◆ **Task goal**
Turn the paragraph of the blog post below that starts with "The Times article points out" into a short list that keeps its main facts.

◆ **Excerpted passage**
Monday, April 03, 2006

Falwell and Sharpton

I see that the ineffable Paul Krugman today slams John McCain for smoking the peace pipe with Jerry Falwell; politicians who endorse Falwell must accept responsibility for his views, sayeth the Great Krugman from above. OK, Paul: Please refer me to you past op-ed in which you said the same about Gore and Kerry and Hillary and all the rest who planted wet kisses on Al Sharpton's backside. What a hypocrite.

Market Forces and the Chinese Economic Transition

Market forces always work to whatever extent that governments let them, and they always tend to work toward long-term good. Case in point: China, where labor shortages are working to slow growth in the nation's economy. An article in today's New York Times notes,

Persistent labor shortages at hundreds of Chinese factories have led experts to conclude that the economy is undergoing a profound change that will ripple through the global market for manufactured goods.

The Well Brain International factory in Shenzhen, China, an appliance maker, has improved salaries and benefits to try to hire more workers.

The shortage of workers is pushing up wages and swelling the ranks of the country's middle class, and it could make Chinese-made products less of a bargain worldwide. International manufacturers are already talking about moving factories to lower-cost countries like Vietnam.

At the Well Brain factory here in one of China's special economic zones, the changes are clear. Over the last year, Well Brain, a midsize producer of small electric appliances like hair rollers, coffee makers and hot plates, has raised salaries, improved benefits and even dispatched a team of recruiters to find workers in the countryside.

That kind of behavior was unheard of as recently as three years ago, when millions of young people were still flooding into booming Shenzhen searching for any type of work.

A few years ago, "people would just show up at the door," said Liang Jian, the human resources manager at Well Brain. "Now we put up an ad looking for five people, and maybe one person shows up."

The Times article points out a potential negative consequence, higher prices for consumer goods in the United States. Here again, however, market forces solve the problem without government interference, as the article notes: lower-labor-cost nations such as Vietnam and India will step up their production, and the Chinese economy will shift to higher-end products, allowing costs for those items to drop in the United States.

Sopranos Exposed

If Sunday's episode of The Sopranos, with its meandering pop metaphysics about the pricelessness of every moment and us being interconnected atoms and all that stuff seemed overly familiar, it should. Like the vague pleasing vapors of Eastern mysticism put in a blender with the timeless wisdom of the Eskimos, mebbe. If you said it sure felt like an episode of Northern Exposure or something, you'd be right.

This season, Sopranos creator David Chase has brought in his fellow alumni of Northern Exposure, Diane Frolov and Andrew Schneider, as producers and writers, and I do hope that last night's installment isn't what we have to look forward to for the rest of the run. Those eloquent vacuousnesses were kind of cute set in Alaska, where there isn't anything better to do than muse about rocks and birds and stuff, but this is New Jersey, with marks to be extorted and wiseguys to be whacked.

I could also have lived without the sideways snarks at the consciences of pharmacists re dispensing abortifacients, the cold efficiencies of the health insurance industry, and Evangelicals as creepy Old Earth creationists who look like Christian Slater off his meds.

Entertainment without moral passion is television, said Rita Mae Brown, and I've admired Frolov & Schneider for their career accomplishments in elevating the form. But Brown also noted that moral passion without entertainment is propaganda, and that's what we got on Sunday. The ideological product placements did nothing to advance the plot or characters, and their baldness took me out of the dramatic moment as the authors parked their own post-Enlightenment sensibilities in brutal mobster Tony Soprano's mouth. Next he'll be on about the inherent morality of tax increases.


I go to The Sopranos for the Iliad, not for The Chris Isaak Show, which Frolov & Schneider helmed, too. I want epic, not Oprah, y'know? Achilles didn't give a fig about carbon dating.

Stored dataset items

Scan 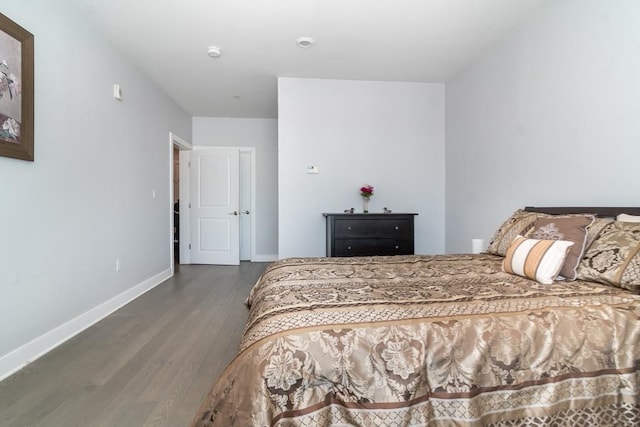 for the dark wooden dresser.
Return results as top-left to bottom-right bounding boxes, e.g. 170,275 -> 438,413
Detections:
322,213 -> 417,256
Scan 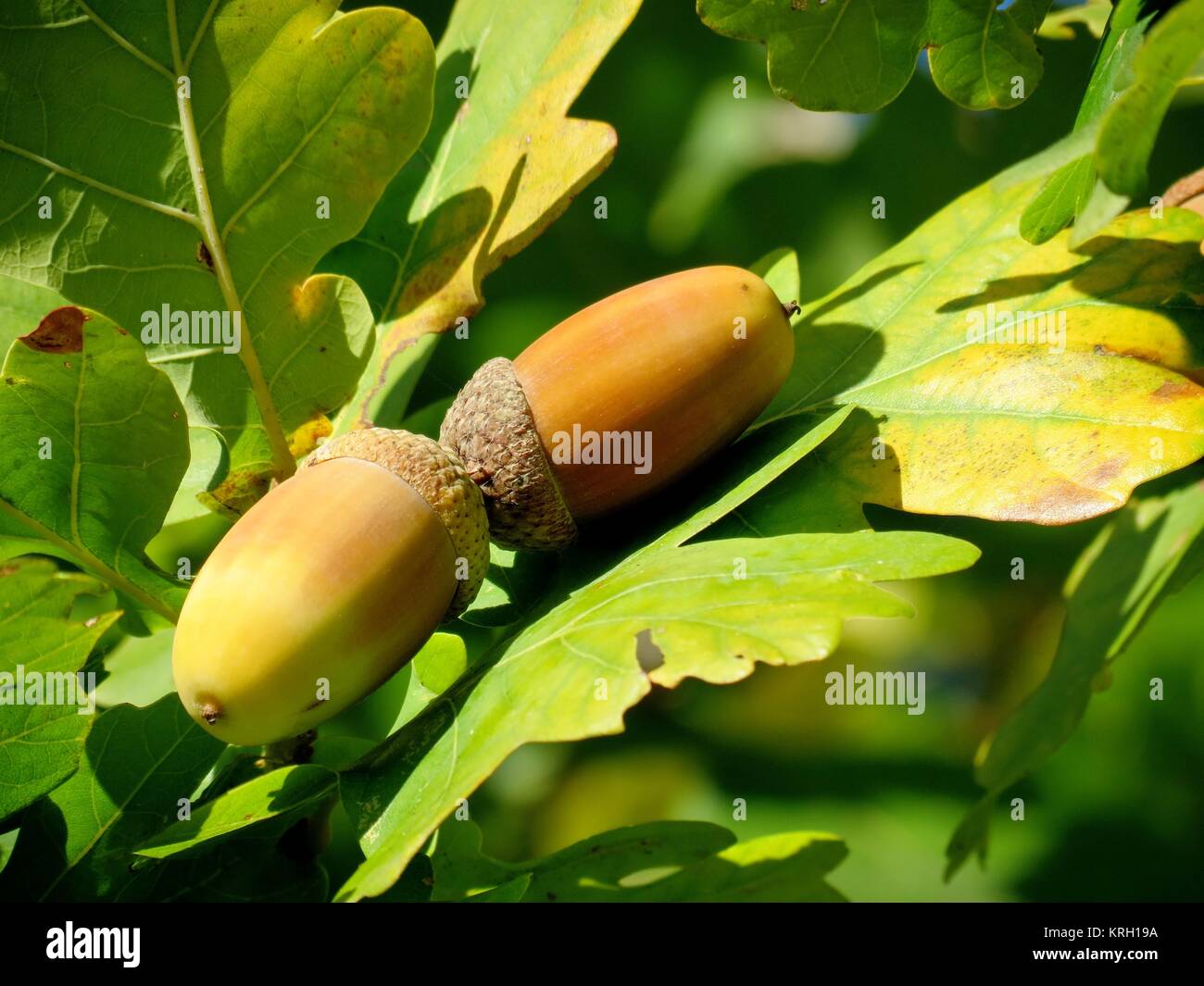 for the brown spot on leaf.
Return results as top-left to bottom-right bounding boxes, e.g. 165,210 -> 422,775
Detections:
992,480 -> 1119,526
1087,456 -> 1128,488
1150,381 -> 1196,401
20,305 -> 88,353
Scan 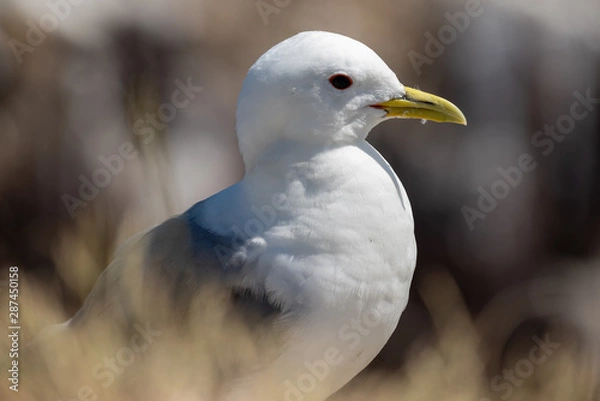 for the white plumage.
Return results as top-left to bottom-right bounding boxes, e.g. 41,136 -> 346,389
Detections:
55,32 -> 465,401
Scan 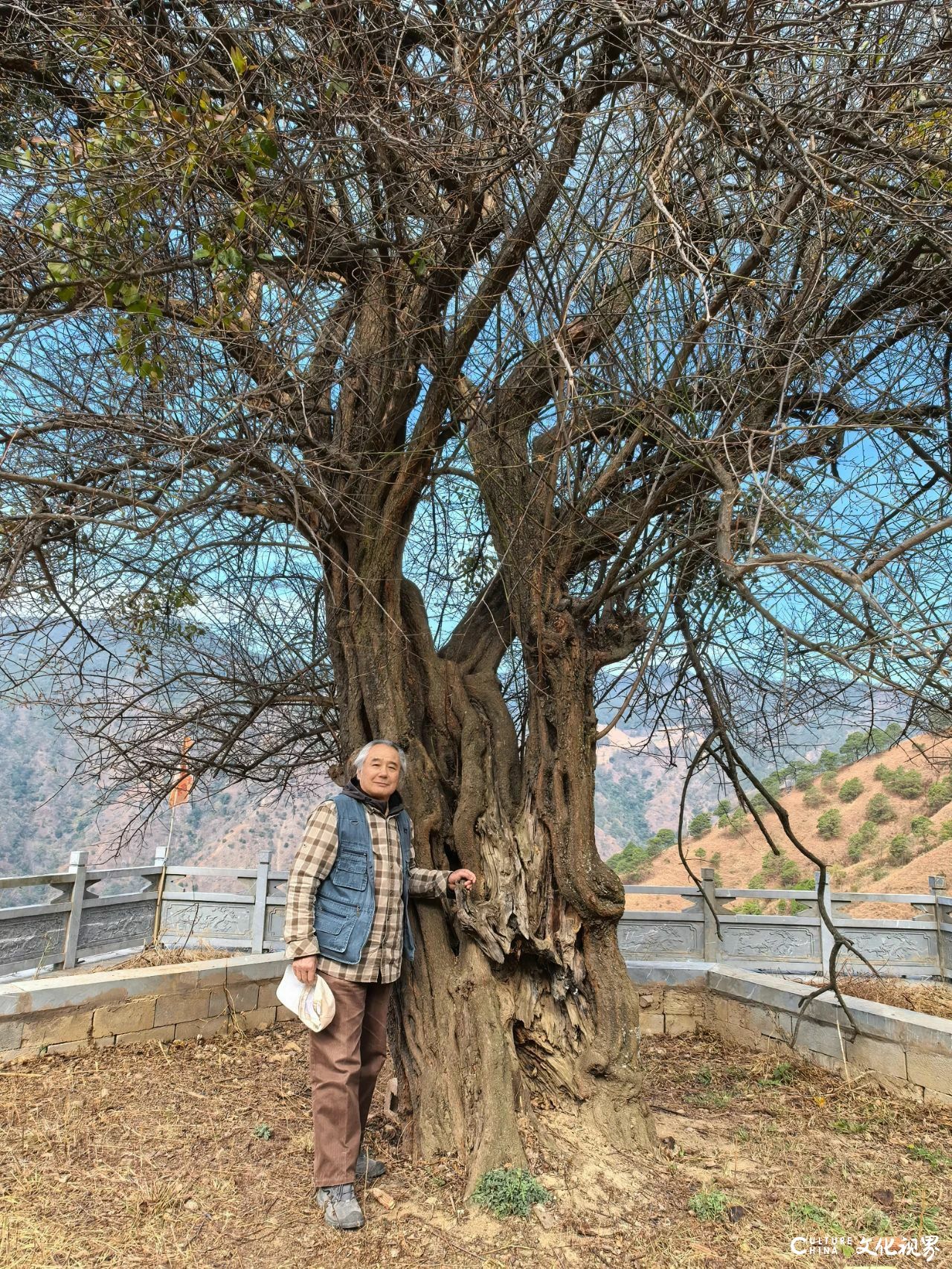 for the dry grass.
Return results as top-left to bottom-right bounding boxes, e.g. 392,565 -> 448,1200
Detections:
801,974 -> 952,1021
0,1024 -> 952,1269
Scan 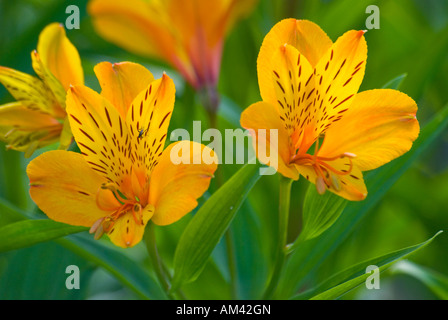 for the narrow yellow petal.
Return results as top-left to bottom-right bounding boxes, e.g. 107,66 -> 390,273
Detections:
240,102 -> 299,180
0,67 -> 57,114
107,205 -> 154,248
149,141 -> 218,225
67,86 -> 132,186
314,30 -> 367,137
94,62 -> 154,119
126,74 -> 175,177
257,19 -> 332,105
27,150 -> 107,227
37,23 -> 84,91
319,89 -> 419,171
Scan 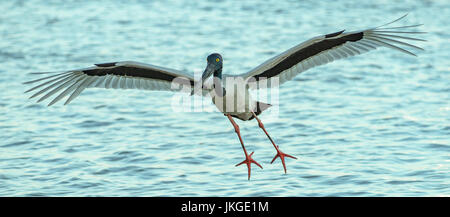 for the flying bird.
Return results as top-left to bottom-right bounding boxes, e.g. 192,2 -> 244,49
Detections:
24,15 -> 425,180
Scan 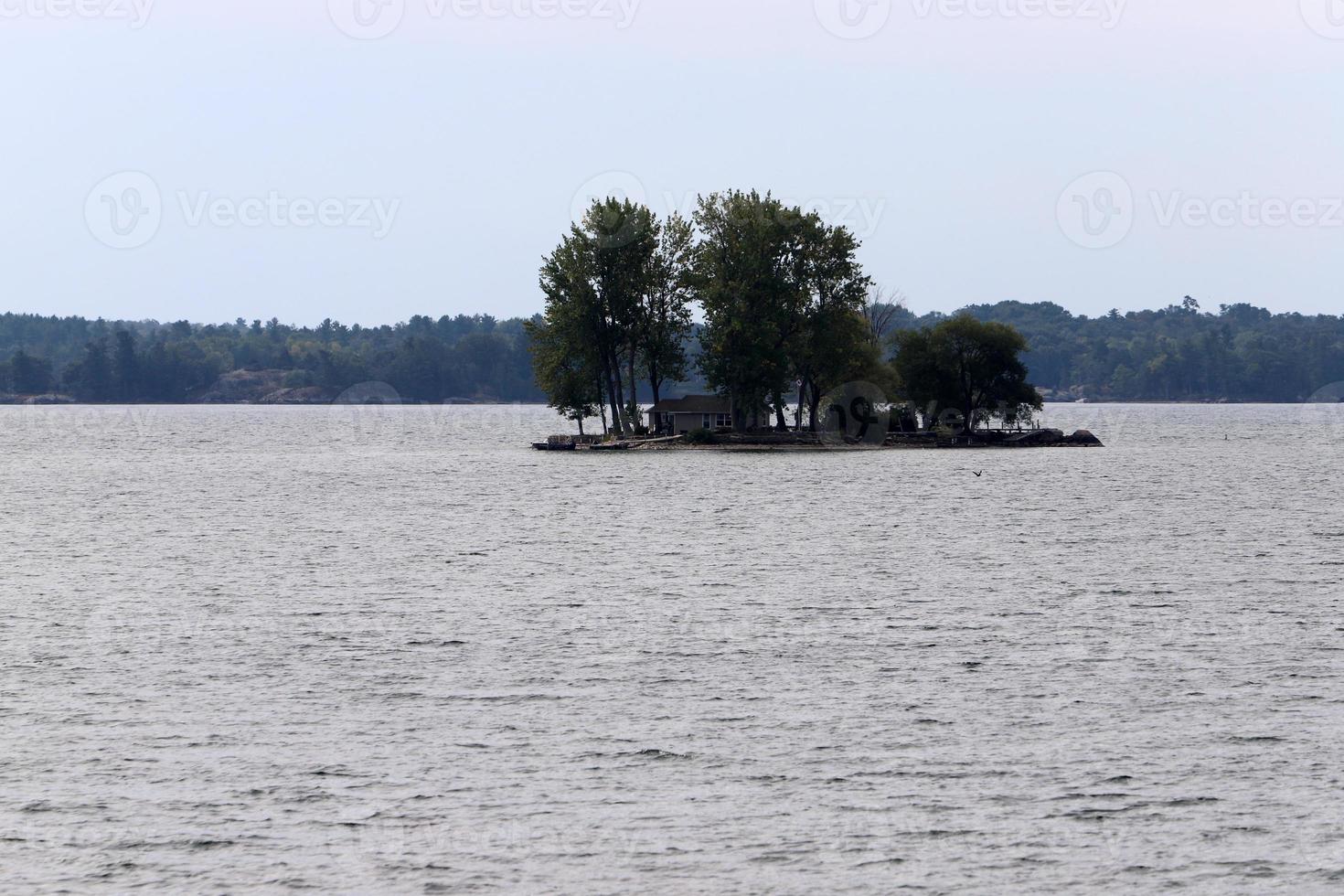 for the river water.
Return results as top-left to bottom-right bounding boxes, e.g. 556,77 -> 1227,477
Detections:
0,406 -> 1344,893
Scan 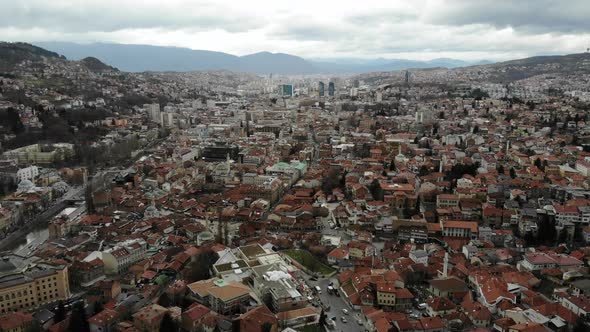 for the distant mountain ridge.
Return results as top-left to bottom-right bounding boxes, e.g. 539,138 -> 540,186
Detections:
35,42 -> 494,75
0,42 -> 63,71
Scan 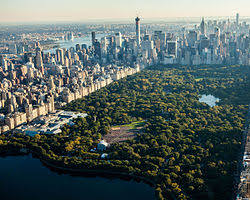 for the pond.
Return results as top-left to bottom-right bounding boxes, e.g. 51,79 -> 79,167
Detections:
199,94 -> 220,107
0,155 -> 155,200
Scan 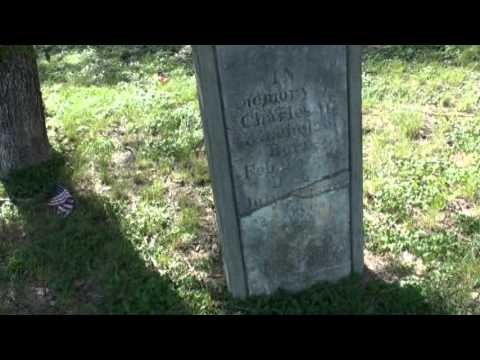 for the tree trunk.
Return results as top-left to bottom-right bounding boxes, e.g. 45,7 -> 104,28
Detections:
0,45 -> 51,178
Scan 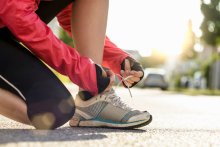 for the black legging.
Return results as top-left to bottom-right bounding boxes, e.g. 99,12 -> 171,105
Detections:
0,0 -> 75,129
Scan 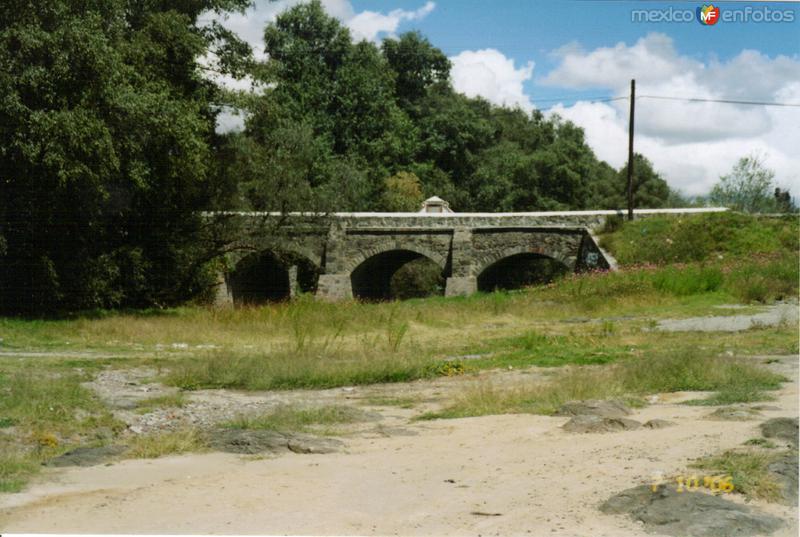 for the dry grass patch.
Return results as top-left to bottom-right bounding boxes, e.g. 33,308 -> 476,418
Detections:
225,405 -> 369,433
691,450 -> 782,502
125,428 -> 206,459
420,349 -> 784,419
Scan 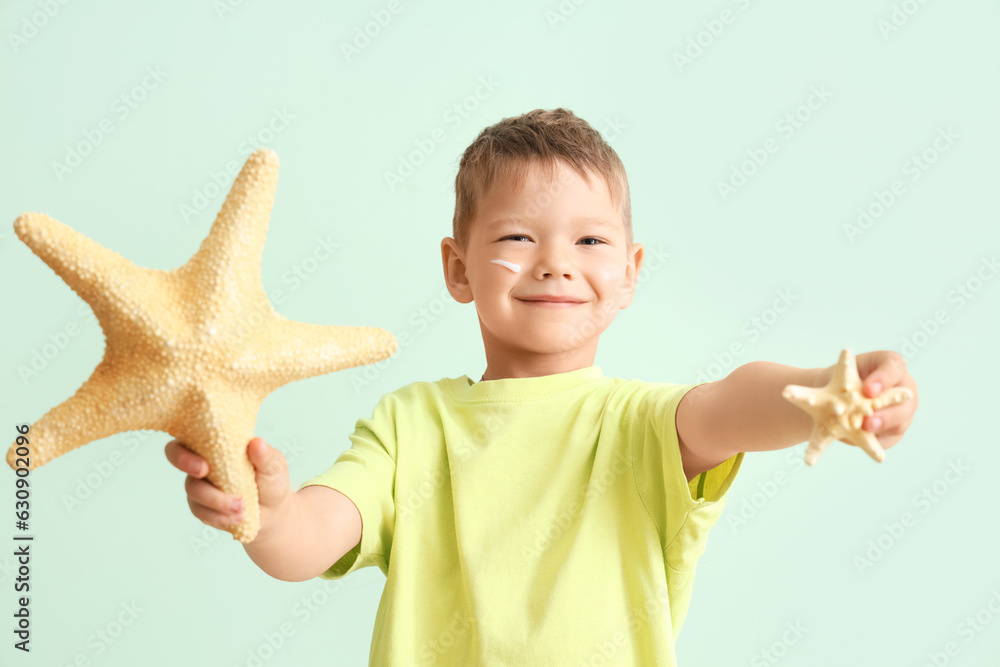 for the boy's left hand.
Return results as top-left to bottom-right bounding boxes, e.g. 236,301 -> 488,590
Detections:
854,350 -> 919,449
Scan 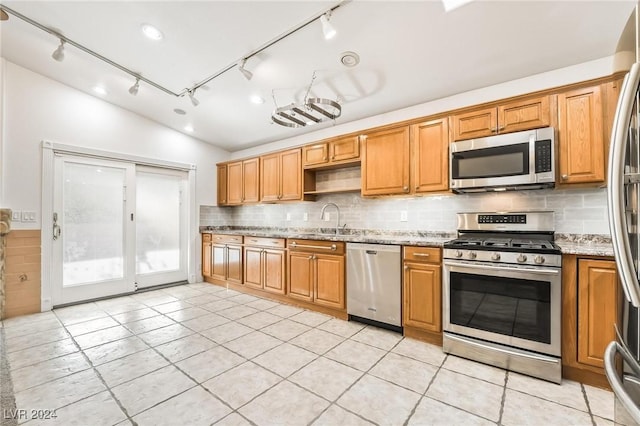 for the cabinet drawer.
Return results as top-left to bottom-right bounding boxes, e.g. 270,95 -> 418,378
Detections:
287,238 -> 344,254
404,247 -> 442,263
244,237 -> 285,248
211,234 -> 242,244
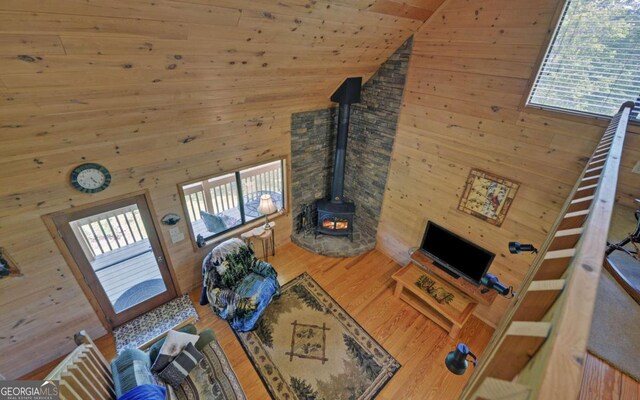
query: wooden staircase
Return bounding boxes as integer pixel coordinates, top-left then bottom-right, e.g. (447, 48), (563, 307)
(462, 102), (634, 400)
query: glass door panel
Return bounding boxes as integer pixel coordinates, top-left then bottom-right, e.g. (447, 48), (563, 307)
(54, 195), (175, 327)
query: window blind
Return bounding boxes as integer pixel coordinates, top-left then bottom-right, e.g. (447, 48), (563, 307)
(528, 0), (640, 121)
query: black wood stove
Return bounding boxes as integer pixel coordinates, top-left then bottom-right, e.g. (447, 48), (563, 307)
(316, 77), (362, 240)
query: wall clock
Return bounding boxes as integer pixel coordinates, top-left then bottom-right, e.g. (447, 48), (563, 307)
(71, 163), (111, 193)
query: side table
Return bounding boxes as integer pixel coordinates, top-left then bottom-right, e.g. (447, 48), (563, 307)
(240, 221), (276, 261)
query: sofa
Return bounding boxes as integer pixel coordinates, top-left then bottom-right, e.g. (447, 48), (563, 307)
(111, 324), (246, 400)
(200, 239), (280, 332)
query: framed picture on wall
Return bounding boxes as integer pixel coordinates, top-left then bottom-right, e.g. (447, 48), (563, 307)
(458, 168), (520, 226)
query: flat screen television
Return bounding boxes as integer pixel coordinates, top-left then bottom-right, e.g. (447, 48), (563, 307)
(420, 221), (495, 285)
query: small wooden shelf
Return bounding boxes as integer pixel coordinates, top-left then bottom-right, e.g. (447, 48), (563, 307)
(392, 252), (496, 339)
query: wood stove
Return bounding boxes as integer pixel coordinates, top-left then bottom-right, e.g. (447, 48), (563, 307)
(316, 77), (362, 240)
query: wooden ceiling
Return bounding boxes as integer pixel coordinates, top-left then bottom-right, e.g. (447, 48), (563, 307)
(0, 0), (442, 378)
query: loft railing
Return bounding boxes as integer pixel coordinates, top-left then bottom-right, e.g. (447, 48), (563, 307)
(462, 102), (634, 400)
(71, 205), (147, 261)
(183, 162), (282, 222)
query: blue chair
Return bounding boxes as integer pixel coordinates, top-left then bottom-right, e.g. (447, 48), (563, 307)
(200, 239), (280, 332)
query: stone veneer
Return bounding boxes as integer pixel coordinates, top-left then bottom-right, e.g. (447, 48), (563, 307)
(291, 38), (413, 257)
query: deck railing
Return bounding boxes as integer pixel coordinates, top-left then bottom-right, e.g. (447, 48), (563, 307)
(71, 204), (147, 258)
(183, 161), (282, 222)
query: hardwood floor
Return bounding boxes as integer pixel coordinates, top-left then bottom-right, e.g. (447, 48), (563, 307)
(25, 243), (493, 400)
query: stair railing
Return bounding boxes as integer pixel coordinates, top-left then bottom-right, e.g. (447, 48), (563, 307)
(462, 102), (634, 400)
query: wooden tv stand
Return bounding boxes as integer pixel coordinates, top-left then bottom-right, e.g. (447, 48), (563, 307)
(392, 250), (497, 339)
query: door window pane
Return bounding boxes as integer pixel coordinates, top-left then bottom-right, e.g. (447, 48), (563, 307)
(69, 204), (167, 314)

◆ **Problem solution**
- The Times article points out a possible downside: higher prices for consumer goods in the United States.
- The writer says market forces solve this without government interference, as the article notes.
- Nations with lower labor costs, such as Vietnam and India, will step up their production.
- China's economy will shift to higher-end products, letting costs for those items drop in the United States.